▶ _Exercise aim_: State how many lines of the listing below include the word "dirt". Give only the number.

▶ _Dataset records_:
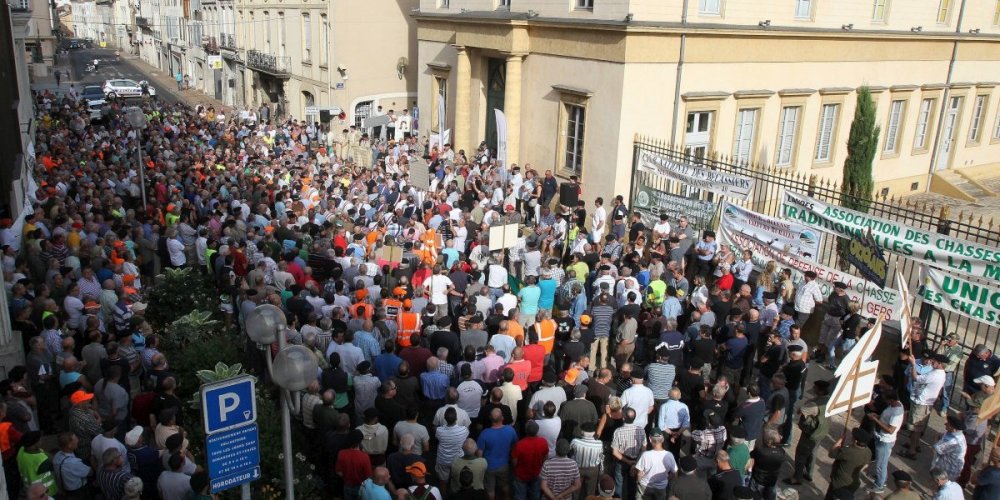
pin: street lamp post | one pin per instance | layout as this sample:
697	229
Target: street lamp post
293	369
137	119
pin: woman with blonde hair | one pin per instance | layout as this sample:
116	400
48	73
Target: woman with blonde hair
848	335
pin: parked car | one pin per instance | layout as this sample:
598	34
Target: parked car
93	93
125	88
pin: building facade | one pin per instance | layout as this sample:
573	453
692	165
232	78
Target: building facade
764	82
303	58
34	34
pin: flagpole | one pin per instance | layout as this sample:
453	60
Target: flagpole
857	368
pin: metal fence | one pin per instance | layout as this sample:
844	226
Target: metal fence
769	183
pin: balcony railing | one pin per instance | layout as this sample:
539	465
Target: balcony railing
227	41
210	44
269	63
19	6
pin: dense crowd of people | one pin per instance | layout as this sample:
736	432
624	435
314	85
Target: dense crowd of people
600	355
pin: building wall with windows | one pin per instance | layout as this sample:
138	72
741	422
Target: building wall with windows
766	82
327	55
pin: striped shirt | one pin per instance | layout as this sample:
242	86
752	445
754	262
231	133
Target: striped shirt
588	452
560	473
629	440
112	482
368	345
660	378
601	322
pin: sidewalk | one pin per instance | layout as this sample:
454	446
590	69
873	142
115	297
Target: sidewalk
162	80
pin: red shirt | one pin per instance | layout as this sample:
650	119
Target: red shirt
530	454
355	466
535	354
725	282
522	372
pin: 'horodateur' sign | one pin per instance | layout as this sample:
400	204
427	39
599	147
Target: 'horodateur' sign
734	186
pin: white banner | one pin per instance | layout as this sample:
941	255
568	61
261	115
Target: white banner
961	295
439	139
501	137
885	303
697	176
781	235
856	375
922	245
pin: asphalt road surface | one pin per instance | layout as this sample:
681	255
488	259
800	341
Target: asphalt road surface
110	67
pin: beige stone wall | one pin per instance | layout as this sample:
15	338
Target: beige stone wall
630	75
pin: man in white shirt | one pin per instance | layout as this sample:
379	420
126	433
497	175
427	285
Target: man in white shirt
496	278
926	389
887	427
807	297
439	285
742	270
598	222
654	468
175	249
661	230
639	397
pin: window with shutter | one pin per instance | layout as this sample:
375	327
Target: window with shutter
827	124
746	123
893	128
786	135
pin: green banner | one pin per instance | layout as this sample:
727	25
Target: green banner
650	203
922	245
960	295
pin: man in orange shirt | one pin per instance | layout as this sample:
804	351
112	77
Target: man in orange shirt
521	368
361	308
394	305
409	324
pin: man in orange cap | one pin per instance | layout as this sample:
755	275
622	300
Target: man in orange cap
394	305
409	324
361	308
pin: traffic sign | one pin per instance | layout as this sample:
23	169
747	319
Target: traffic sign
228	404
233	457
224	483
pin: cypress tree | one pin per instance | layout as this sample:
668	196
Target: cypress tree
862	145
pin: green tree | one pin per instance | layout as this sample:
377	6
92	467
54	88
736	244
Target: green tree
862	145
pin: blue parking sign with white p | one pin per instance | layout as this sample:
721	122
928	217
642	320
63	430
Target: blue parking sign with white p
228	404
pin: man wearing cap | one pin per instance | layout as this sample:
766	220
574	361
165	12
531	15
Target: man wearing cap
945	489
639	397
654	469
904	491
836	310
848	461
589	455
34	463
981	362
887	426
987	480
926	388
420	488
813	426
561	474
949	451
705	251
688	484
71	472
578	411
954	353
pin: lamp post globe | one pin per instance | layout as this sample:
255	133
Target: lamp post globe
136	118
264	323
295	368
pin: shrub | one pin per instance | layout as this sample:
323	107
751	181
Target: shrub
176	293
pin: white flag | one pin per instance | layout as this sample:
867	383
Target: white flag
501	137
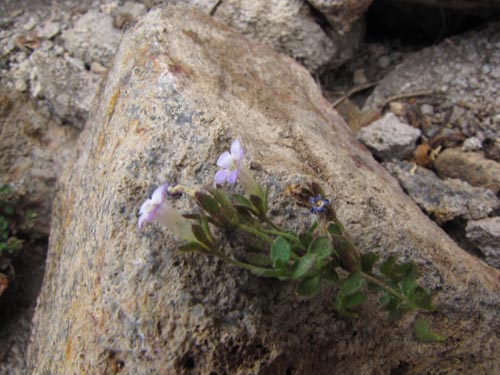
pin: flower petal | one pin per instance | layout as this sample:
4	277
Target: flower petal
221	176
225	160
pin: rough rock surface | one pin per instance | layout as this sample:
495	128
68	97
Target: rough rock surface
389	138
485	235
182	87
34	151
93	38
341	14
286	25
444	200
463	69
472	167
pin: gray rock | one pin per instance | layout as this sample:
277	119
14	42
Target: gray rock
485	235
341	14
472	167
34	151
443	200
93	38
68	89
453	69
116	299
389	138
472	144
286	25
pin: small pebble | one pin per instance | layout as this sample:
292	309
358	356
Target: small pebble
427	109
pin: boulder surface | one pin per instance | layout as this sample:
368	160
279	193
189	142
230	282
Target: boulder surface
118	301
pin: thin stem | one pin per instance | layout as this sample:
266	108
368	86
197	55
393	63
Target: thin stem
384	286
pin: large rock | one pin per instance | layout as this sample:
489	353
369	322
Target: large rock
34	151
464	70
182	87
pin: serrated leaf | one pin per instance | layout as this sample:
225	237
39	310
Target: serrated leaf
305	239
190	247
321	246
208	203
334	228
387	266
352	300
368	260
309	286
423	332
408	285
352	284
200	235
280	252
266	272
339	306
423	299
303	265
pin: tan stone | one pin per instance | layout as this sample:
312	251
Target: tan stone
181	88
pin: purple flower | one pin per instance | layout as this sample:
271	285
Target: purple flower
151	208
318	204
230	162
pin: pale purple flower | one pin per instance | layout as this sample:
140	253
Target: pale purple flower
318	204
230	162
151	208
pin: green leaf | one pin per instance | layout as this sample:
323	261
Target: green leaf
408	285
423	299
353	300
208	203
280	252
303	265
352	284
321	246
305	239
192	246
334	228
201	236
309	286
387	267
267	272
423	332
368	260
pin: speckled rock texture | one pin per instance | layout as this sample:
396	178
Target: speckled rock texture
34	149
472	167
464	69
443	200
116	301
286	25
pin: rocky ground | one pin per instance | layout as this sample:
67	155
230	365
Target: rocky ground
427	108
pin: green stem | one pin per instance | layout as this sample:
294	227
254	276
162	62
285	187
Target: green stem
384	286
235	262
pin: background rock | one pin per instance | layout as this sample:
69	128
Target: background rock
465	70
469	166
34	151
286	25
443	200
389	138
485	235
181	89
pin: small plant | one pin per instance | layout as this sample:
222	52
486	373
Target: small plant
321	253
11	223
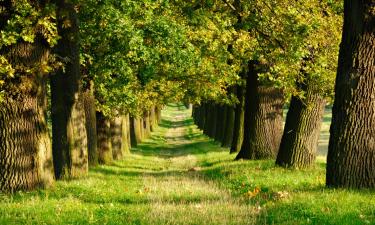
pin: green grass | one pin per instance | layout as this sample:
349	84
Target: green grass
179	176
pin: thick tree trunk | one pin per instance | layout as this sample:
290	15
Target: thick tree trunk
229	126
301	132
126	129
263	120
135	131
90	115
212	120
69	140
25	146
220	122
351	152
158	113
153	121
105	155
147	124
117	137
239	119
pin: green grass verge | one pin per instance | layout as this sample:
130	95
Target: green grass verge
179	176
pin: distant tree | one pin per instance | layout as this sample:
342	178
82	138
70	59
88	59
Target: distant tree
27	34
351	151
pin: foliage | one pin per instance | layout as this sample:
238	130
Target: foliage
155	186
25	22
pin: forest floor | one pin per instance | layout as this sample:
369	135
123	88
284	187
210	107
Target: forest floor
179	176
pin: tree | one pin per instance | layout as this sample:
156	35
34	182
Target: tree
351	151
69	137
28	33
313	86
263	118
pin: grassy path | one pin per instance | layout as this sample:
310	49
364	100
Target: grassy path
177	193
179	176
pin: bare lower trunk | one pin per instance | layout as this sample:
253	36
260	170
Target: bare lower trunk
90	116
69	140
351	152
25	147
229	126
263	120
104	138
239	119
301	132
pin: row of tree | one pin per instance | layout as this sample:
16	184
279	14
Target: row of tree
84	65
83	81
258	122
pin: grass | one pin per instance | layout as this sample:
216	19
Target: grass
179	176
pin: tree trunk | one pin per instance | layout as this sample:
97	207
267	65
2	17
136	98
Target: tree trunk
126	129
229	126
25	146
147	124
263	119
299	142
153	122
158	113
239	120
212	120
90	115
104	139
135	131
69	140
220	122
117	137
351	151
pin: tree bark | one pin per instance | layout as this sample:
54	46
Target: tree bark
90	115
126	128
299	142
69	140
212	120
239	118
220	122
147	124
153	122
263	125
104	138
229	126
136	131
351	151
25	146
117	137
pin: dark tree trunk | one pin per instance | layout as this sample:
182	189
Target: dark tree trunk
212	120
104	138
117	137
299	142
133	136
153	122
147	124
126	130
90	115
239	119
263	125
158	113
136	131
351	152
69	140
220	122
229	126
25	146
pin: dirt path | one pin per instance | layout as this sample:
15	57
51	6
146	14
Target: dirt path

▶ _Exercise solution_: 2